**Descrição da tarefa**. Extraia, sem nenhuma alteração, da história do rei e do rouxinol apresentada abaixo tudo o que vai desde "Ora, este rei" até "sua humilde morada.".

Por Yosef Y. Jacobson –
algemeiner.com
Conta-se a história de um rei
que certa vez decidiu recompensar um camponês que havia lhe prestado um grande
serviço. “Dou a ele um saco de ouro? Uma caixa com pérolas?” pensou o rei.
“Porém estes nada significam para mim. Eu quero, desta vez, dar realmente algo
de valor algo de que sentirei falta, um presente que constitua um sacrifício
para mim.”
Ora, este rei tinha um rouxinol
que cantava as melodias mais doces que se possa imaginar. Ele considerava o
rouxinol seu maior tesouro, e literalmente achava que a vida sem ele seria
insuportável. Portanto ele chamou o camponês ao palácio e presenteou-o com o
pássaro.
“Isto,” disse o rei, é pela sua
lealdade e devoção. “Obrigado, Majestade,” disse o campônio, e levou o presente
real à sua humilde morada.
Dias depois, o rei estava
passando pela aldeia do camponês e ordenou ao cocheiro que parasse à porta da
casa dele.
“E então, está apreciando o meu
presente?” inquiriu ao seu amado súdito.
“Para dizer a verdade,
Majestade, a carne da ave estava um pouco dura – quase intragável, se me
permite. Porém eu a cozinhei com batatas, e isso deu ao cozido um sabor
melhorzinho.”

**Informações fornecidas**.
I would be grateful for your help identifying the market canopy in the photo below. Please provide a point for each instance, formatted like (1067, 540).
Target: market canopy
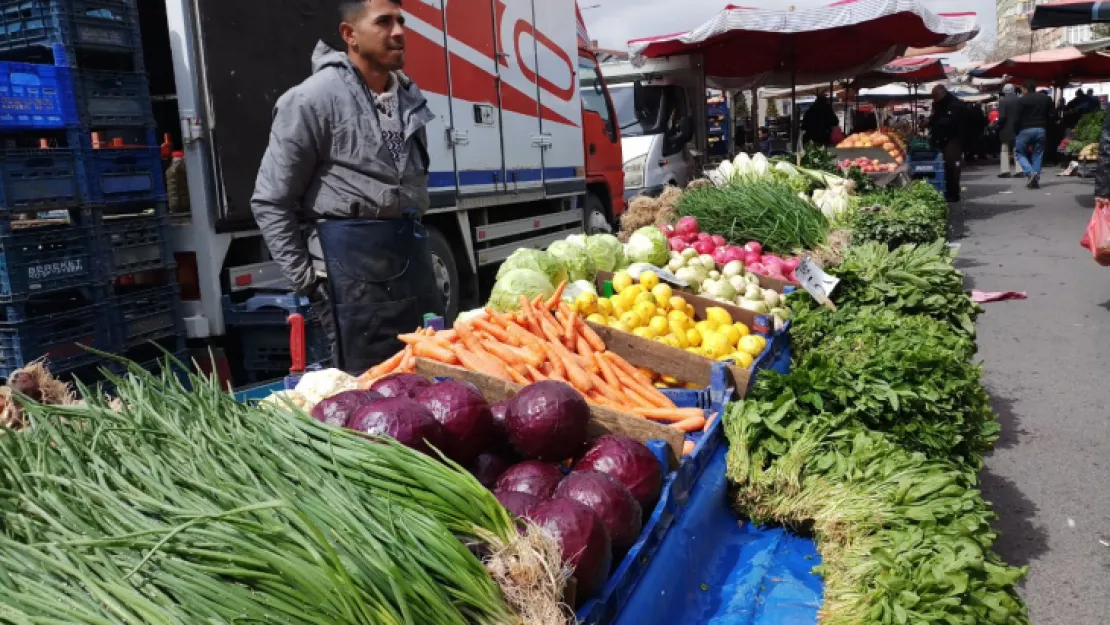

**Resposta escrita**.
Ora, este rei tinha um rouxinol
que cantava as melodias mais doces que se possa imaginar. Ele considerava o
rouxinol seu maior tesouro, e literalmente achava que a vida sem ele seria
insuportável. Portanto ele chamou o camponês ao palácio e presenteou-o com o
pássaro.
“Isto,” disse o rei, é pela sua
lealdade e devoção. “Obrigado, Majestade,” disse o campônio, e levou o presente
real à sua humilde morada.